• _GIVEN PROBLEM_
Copy every row below word for word, leaving out the pictures.

[Excerpts from the point annotation data]
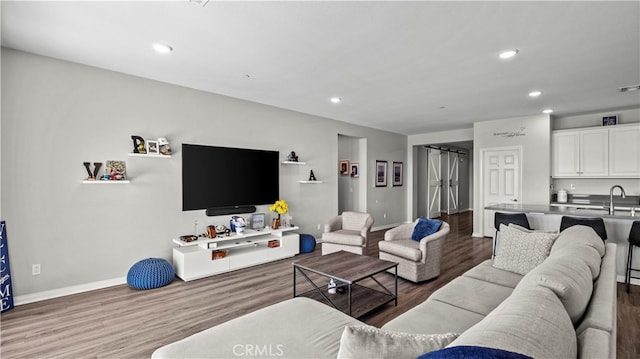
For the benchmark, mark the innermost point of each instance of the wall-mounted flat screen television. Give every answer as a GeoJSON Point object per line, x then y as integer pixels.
{"type": "Point", "coordinates": [214, 177]}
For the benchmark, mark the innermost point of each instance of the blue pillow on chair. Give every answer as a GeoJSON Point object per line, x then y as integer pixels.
{"type": "Point", "coordinates": [425, 227]}
{"type": "Point", "coordinates": [467, 351]}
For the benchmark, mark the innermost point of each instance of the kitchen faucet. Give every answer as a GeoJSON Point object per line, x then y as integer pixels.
{"type": "Point", "coordinates": [622, 194]}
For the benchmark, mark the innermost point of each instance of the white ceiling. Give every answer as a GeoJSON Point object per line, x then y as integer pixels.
{"type": "Point", "coordinates": [405, 67]}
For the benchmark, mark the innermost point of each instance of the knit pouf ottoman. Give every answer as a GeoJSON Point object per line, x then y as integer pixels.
{"type": "Point", "coordinates": [150, 273]}
{"type": "Point", "coordinates": [307, 243]}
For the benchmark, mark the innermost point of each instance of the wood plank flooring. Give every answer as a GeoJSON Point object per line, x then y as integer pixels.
{"type": "Point", "coordinates": [120, 322]}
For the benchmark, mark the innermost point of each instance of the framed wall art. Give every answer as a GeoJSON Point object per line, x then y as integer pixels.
{"type": "Point", "coordinates": [152, 147]}
{"type": "Point", "coordinates": [397, 174]}
{"type": "Point", "coordinates": [381, 173]}
{"type": "Point", "coordinates": [343, 167]}
{"type": "Point", "coordinates": [355, 170]}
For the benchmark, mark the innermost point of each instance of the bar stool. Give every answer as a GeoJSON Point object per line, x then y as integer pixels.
{"type": "Point", "coordinates": [506, 218]}
{"type": "Point", "coordinates": [634, 241]}
{"type": "Point", "coordinates": [596, 223]}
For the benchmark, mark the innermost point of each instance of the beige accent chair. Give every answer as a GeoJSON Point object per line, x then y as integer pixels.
{"type": "Point", "coordinates": [348, 232]}
{"type": "Point", "coordinates": [417, 261]}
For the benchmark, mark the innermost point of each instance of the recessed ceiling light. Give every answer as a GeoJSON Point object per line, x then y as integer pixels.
{"type": "Point", "coordinates": [629, 88]}
{"type": "Point", "coordinates": [162, 48]}
{"type": "Point", "coordinates": [507, 54]}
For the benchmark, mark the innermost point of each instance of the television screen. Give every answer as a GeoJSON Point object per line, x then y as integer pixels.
{"type": "Point", "coordinates": [225, 177]}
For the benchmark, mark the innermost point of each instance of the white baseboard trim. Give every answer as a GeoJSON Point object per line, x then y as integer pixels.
{"type": "Point", "coordinates": [633, 281]}
{"type": "Point", "coordinates": [61, 292]}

• _ANSWER FOR THE TASK_
For the benchmark, mark the innermost point of each instance of the wall-mounted flat screen television. Give every answer as a GeoJSON Point object per line, x then y as integer pixels.
{"type": "Point", "coordinates": [214, 177]}
For the benchmark, mark the innermost point of each instance of the blue pillow on chair. Give every answer as a GeoJSON Point object per line, x then y as integer pixels.
{"type": "Point", "coordinates": [425, 227]}
{"type": "Point", "coordinates": [467, 351]}
For the benchmark, mark the innermost point of each instance of the kitchen faucet. Give every answer as a GeoJSON Point object per line, x then y as integer pixels.
{"type": "Point", "coordinates": [622, 194]}
For the benchmark, mark the innermost point of each instance of the white ceiling. Give every answer as a GeoJSON Point object per line, x then y as integer pixels.
{"type": "Point", "coordinates": [405, 67]}
For the benchmark, mark the innermost point of each instance of the knit pouf ottoman. Give every answer as a GeoJSON Point object per line, x then y as integer pixels.
{"type": "Point", "coordinates": [150, 273]}
{"type": "Point", "coordinates": [307, 243]}
For the benchmark, mark the innermost point of each instance of the wood plank flooring. Give every answer as a GeoJSON Point object per line, x then y as integer pixels.
{"type": "Point", "coordinates": [120, 322]}
For the benchmark, mark the innermost point of each instance of the framed wall art. Give every answer as a GeoJSON Point object per line, x then y as integer pixels.
{"type": "Point", "coordinates": [152, 147]}
{"type": "Point", "coordinates": [397, 174]}
{"type": "Point", "coordinates": [381, 173]}
{"type": "Point", "coordinates": [343, 167]}
{"type": "Point", "coordinates": [355, 170]}
For the benchmark, mark the innermost point of each instance of the bar stool. Give every answer as a GeoJSON Point object per line, x then y as integer pixels.
{"type": "Point", "coordinates": [506, 218]}
{"type": "Point", "coordinates": [634, 241]}
{"type": "Point", "coordinates": [596, 223]}
For the benchmark, mark the innermost point of each instance of the beige accent chair. Give every answer as a GeoJSON Point object per line, x then y as integer pixels.
{"type": "Point", "coordinates": [348, 232]}
{"type": "Point", "coordinates": [417, 261]}
For the benchmark, mark the innermost point of each instance of the recessed ceiling light. Give every answer as a GeoJSON Point object per line, x then y as integer pixels.
{"type": "Point", "coordinates": [629, 88]}
{"type": "Point", "coordinates": [162, 48]}
{"type": "Point", "coordinates": [507, 54]}
For the benchmark, mark the innermost point of each instance of the television screen. Give every answer as a GeoJSON Point object per line, x then y as integer pixels.
{"type": "Point", "coordinates": [225, 177]}
For the benchmark, mark the innermost point of each instance of the white baseboard trim. Give every answer as a GeoJSON Point object per line, x then y as integer pixels.
{"type": "Point", "coordinates": [633, 281]}
{"type": "Point", "coordinates": [61, 292]}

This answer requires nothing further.